[BRIEF]
Answer these questions about the article below on the oil lease court hearing:
1. Which court's panel heard the arguments?
2. How many states challenged Biden's January 2021 order?
3. According to the federal brief, how many five-year leasing plans have been approved?
------ PASSAGE FOR REVIEW ------
May 10, 2022

Court hearing update: Did Biden legally suspend oil lease sales?

Posted May 10, 2022 8:30 PM

NEW ORLEANS (AP) — President Joe Biden legally called for suspending new and gas lease sales while considering their effect on climate change, and onshore and offshore sales were legally postponed, a federal attorney argued Tuesday.

The current offshore lease sale plan states specifically that the U.S. Secretary of the Interior “may reduce or cancel lease offerings on account of climate change,” Department of Justice attorney Andrew B. Bernie told a 5th U.S. Circuit Court of Appeals panel.

Land-based sales "were not postponed by the executive order. They were postponed because of a need to comply with NEPA” — the National Environmental Policy Act, he said.

Arguing for 13 states that challenged Biden's January 2021 order, Louisiana Deputy Solicitor General Joseph Scott St. John said laws passed in response to the 1970s oil crisis require lease sales.

The Biden administration failed to “grapple with prior analyses” of the planned sales to give a valid reason for postponing or canceling them, he said.

Judges James L. Dennis, Patrick E. Higginbotham and James E. Graves Jr. did not indicate when they will rule.

Louisiana is joined in the suit by Alabama, Alaska, Arkansas, Georgia, Mississippi, Missouri, Montana, Nebraska, Oklahoma, Texas, Utah and West Virginia.

The state challenge to Biden's order has not yet gone to trial but a federal judge blocked the order in a preliminary injunction, writing that since the laws did not state the president could suspend oil lease sales, only Congress could do so.

Bernie said, “It is routine for individual lease sales or proposed lease sales not to be held for various reasons.” The federal brief said nine five-year leasing plans have been approved and all had fewer sales than originally scheduled.

“We don't know why prior lease sales were withdrawn,” St. John responded. “Presumably there was some kind of rationale. That was not the case here.”
------ SUPPLIED MATERIAL ------
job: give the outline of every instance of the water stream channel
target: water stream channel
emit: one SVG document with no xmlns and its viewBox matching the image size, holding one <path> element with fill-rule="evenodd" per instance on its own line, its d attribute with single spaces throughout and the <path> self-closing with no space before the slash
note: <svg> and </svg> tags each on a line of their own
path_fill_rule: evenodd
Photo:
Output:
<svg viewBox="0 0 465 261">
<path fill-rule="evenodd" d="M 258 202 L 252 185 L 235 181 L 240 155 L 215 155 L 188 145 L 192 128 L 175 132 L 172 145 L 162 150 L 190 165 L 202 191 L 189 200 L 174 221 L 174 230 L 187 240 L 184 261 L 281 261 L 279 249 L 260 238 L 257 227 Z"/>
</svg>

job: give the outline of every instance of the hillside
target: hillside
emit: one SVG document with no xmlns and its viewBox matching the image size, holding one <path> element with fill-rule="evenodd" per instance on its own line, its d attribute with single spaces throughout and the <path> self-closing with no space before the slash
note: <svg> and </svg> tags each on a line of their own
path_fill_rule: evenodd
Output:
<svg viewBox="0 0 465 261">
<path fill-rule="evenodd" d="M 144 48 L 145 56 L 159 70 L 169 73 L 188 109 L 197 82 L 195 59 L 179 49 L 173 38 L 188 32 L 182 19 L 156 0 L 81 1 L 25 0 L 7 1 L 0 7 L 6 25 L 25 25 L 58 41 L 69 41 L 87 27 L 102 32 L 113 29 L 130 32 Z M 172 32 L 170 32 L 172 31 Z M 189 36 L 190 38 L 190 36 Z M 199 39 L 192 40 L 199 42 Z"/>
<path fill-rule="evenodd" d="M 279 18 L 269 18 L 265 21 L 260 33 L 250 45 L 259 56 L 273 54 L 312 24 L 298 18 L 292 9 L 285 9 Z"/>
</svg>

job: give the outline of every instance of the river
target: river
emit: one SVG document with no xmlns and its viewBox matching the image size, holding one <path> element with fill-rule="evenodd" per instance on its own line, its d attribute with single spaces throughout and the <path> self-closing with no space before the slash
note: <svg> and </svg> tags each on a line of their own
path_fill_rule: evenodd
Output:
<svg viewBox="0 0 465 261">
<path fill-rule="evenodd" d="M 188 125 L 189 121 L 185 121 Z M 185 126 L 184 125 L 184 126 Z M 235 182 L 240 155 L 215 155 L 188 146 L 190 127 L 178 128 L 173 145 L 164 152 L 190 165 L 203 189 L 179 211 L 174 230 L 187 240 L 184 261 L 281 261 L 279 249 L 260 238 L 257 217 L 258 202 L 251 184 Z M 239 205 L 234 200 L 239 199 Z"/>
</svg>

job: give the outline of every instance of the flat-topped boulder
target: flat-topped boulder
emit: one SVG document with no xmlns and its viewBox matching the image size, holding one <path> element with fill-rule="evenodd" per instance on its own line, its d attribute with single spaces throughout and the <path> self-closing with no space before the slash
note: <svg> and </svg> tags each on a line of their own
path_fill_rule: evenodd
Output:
------
[RESPONSE FOR THIS EXERCISE]
1. A panel of the 5th U.S. Circuit Court of Appeals.
2. 13 states.
3. Nine.